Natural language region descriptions
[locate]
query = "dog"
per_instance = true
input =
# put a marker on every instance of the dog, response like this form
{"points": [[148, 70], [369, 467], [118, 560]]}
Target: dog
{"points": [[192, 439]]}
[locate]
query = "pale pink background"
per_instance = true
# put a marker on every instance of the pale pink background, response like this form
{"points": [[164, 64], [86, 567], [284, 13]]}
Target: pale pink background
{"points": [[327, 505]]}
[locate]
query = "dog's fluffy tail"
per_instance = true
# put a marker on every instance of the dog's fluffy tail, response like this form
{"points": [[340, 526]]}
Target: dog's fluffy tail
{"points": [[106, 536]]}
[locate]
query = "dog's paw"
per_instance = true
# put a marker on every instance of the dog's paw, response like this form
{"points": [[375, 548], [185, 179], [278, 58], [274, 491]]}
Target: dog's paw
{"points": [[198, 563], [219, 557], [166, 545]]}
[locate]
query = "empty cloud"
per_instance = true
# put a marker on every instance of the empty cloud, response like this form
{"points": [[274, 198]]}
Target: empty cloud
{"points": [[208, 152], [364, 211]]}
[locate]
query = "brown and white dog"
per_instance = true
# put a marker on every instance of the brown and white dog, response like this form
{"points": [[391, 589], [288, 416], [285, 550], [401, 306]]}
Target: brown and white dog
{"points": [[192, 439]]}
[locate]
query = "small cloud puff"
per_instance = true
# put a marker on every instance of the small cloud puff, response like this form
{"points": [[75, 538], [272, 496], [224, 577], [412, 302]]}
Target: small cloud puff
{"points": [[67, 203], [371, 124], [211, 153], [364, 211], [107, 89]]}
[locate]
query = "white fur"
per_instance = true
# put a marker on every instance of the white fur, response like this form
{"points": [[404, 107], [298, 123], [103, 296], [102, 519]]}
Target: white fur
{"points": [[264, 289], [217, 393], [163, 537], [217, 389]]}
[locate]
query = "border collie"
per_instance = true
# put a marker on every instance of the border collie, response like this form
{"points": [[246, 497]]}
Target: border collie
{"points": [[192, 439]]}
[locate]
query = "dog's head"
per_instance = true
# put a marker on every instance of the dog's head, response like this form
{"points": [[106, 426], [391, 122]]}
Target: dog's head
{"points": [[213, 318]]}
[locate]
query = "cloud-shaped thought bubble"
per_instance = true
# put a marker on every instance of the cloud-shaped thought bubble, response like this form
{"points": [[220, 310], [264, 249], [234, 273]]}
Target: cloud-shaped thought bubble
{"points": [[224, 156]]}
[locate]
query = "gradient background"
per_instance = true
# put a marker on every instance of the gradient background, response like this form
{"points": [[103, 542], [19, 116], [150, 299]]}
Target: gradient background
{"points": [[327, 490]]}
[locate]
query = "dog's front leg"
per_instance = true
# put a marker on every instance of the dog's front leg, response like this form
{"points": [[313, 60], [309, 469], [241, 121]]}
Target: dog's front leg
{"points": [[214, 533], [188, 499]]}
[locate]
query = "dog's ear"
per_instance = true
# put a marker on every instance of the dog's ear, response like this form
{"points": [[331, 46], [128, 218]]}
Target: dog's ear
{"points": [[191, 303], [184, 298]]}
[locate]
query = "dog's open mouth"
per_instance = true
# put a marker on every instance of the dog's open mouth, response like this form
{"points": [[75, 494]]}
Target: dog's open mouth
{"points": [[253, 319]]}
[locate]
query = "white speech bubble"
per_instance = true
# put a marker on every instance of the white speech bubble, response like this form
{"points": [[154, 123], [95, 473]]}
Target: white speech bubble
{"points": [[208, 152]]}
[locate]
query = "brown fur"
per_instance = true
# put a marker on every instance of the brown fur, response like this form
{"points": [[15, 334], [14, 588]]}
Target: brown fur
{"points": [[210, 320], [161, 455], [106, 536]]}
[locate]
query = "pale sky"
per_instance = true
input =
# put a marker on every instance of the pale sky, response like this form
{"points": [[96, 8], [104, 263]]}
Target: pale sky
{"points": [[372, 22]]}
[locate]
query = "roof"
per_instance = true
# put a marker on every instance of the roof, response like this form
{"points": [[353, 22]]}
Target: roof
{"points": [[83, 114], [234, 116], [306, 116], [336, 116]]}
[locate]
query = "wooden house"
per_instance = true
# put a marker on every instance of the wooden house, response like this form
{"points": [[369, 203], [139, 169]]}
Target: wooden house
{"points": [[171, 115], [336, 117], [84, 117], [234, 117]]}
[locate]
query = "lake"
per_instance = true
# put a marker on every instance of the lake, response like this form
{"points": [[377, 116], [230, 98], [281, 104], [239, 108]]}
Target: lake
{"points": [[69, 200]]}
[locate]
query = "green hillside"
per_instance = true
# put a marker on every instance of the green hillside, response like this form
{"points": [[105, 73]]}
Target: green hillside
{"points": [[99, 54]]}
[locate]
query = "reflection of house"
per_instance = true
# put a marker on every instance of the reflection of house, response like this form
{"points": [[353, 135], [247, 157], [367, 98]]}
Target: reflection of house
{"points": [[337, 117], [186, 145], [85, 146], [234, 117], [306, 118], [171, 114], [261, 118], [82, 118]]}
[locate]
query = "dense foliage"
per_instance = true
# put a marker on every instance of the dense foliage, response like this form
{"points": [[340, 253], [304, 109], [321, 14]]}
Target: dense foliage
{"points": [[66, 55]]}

_Work required:_
Your task is to reproduce all the data exactly as shown.

_Response area:_
[locate]
query = "dog"
per_instance = true
input =
# put a marker on every instance of the dog, response like this form
{"points": [[148, 70], [369, 467], [118, 560]]}
Target: dog
{"points": [[192, 439]]}
[locate]
query = "pale pink background"
per_instance = true
# put a marker on every instance of the pale pink background, response like this form
{"points": [[164, 64], [86, 567], [284, 13]]}
Target: pale pink background
{"points": [[327, 505]]}
[locate]
query = "dog's fluffy tail"
per_instance = true
# put a marker on every instance of the dog's fluffy tail, response like this form
{"points": [[340, 526]]}
Target: dog's fluffy tail
{"points": [[106, 536]]}
[locate]
query = "dog's paw"
per_instance = true
# put a marker on every instance of the dog's paw, response like this form
{"points": [[375, 548], [185, 179], [278, 58], [274, 491]]}
Target: dog's paw
{"points": [[198, 563], [219, 557], [166, 545]]}
[locate]
query = "empty cloud"
per_instance = true
# put a marker on every instance of the empty cloud, response like this form
{"points": [[274, 198]]}
Target: empty cloud
{"points": [[208, 152], [364, 211]]}
[locate]
query = "brown and white dog"
per_instance = true
# put a marker on every instance of the brown and white dog, response like this form
{"points": [[391, 589], [288, 416], [285, 550], [401, 306]]}
Target: brown and white dog
{"points": [[192, 439]]}
[locate]
query = "small cloud puff"
per_instance = true
# put a marker on every instance of the small cloud puff, response like this form
{"points": [[75, 538], [272, 496], [224, 577], [412, 302]]}
Target: small cloud puff
{"points": [[67, 203], [371, 124], [211, 153], [364, 211], [107, 89]]}
[locate]
query = "white fur"
per_instance = true
# put a marker on every instance of the white fur, response like this form
{"points": [[404, 107], [298, 123], [103, 296], [102, 519]]}
Target: white fur
{"points": [[264, 289], [217, 393], [163, 537], [217, 389]]}
[locate]
query = "border collie"
per_instance = true
# put a marker on every instance of the border collie, response like this form
{"points": [[246, 497]]}
Target: border collie
{"points": [[192, 439]]}
[locate]
query = "dog's head"
per_instance = true
# put a marker on every instance of the dog's head, response like this form
{"points": [[106, 426], [391, 122]]}
Target: dog's head
{"points": [[213, 318]]}
[locate]
query = "cloud-shaped thought bubble"
per_instance = true
# put a marker on every instance of the cloud-shaped thought bubble, response like this form
{"points": [[220, 310], [264, 249], [234, 273]]}
Target: cloud-shaped thought bubble
{"points": [[224, 156]]}
[locate]
query = "gradient background"
per_instance = true
# put a marker on every instance of the gradient background, response like this form
{"points": [[103, 542], [19, 116], [150, 299]]}
Target: gradient background
{"points": [[327, 490]]}
[locate]
query = "dog's front leg"
per_instance = true
# put a marker on every instance of the dog's front leg, response like this form
{"points": [[313, 60], [309, 469], [241, 121]]}
Target: dog's front leg
{"points": [[214, 533], [188, 499]]}
[locate]
query = "dog's ear"
per_instance = true
# put a marker on every instance of the dog's ear, response like this form
{"points": [[331, 46], [128, 218]]}
Target: dog's ear
{"points": [[191, 303], [184, 298]]}
[locate]
query = "dog's open mouth"
per_instance = true
# put a marker on every instance of the dog's open mouth, response like this form
{"points": [[75, 494]]}
Target: dog's open mouth
{"points": [[253, 319]]}
[locate]
query = "white speech bubble"
per_instance = true
# put a marker on every instance of the white speech bubble, response like this form
{"points": [[154, 123], [95, 473]]}
Target: white speech bubble
{"points": [[208, 152]]}
[locate]
query = "brown fur"
per_instance = true
# put a marker on every instance of the brown fur, response like this form
{"points": [[15, 334], [14, 588]]}
Target: brown fur
{"points": [[210, 320], [161, 455], [106, 536]]}
[locate]
query = "pale sky"
per_instance = true
input =
# put a marker on every instance of the pale sky, response like this form
{"points": [[96, 8], [104, 263]]}
Target: pale sky
{"points": [[372, 22]]}
[locate]
query = "roof"
per_instance = true
# put a marker on every instance of the roof, response like this form
{"points": [[353, 22]]}
Target: roof
{"points": [[83, 114], [234, 116], [306, 116], [336, 116]]}
[locate]
query = "wooden house"
per_instance = true
# put a marker on every instance of the wooden house, response like this form
{"points": [[369, 203], [139, 169]]}
Target: wooden house
{"points": [[171, 115], [336, 117], [84, 117], [234, 117]]}
[locate]
query = "lake"
per_instance = true
# put a marker on every instance of the lake, response like this form
{"points": [[377, 116], [230, 98], [281, 104], [239, 108]]}
Target: lake
{"points": [[69, 200]]}
[locate]
query = "green hillside"
per_instance = true
# put a marker on every instance of the green hillside, response like this form
{"points": [[105, 73]]}
Target: green hillside
{"points": [[99, 54]]}
[locate]
query = "reflection of house"
per_instance = true
# put a marker on every instance of the reflection of house, response like this form
{"points": [[353, 135], [247, 157], [367, 98]]}
Target: reflection of house
{"points": [[337, 117], [186, 145], [85, 146], [234, 117], [306, 118], [171, 114], [261, 118], [82, 118]]}
[locate]
query = "dense foliage"
per_instance = true
# put a marker on every instance of the dense foliage, response like this form
{"points": [[340, 253], [304, 109], [321, 14]]}
Target: dense foliage
{"points": [[66, 55]]}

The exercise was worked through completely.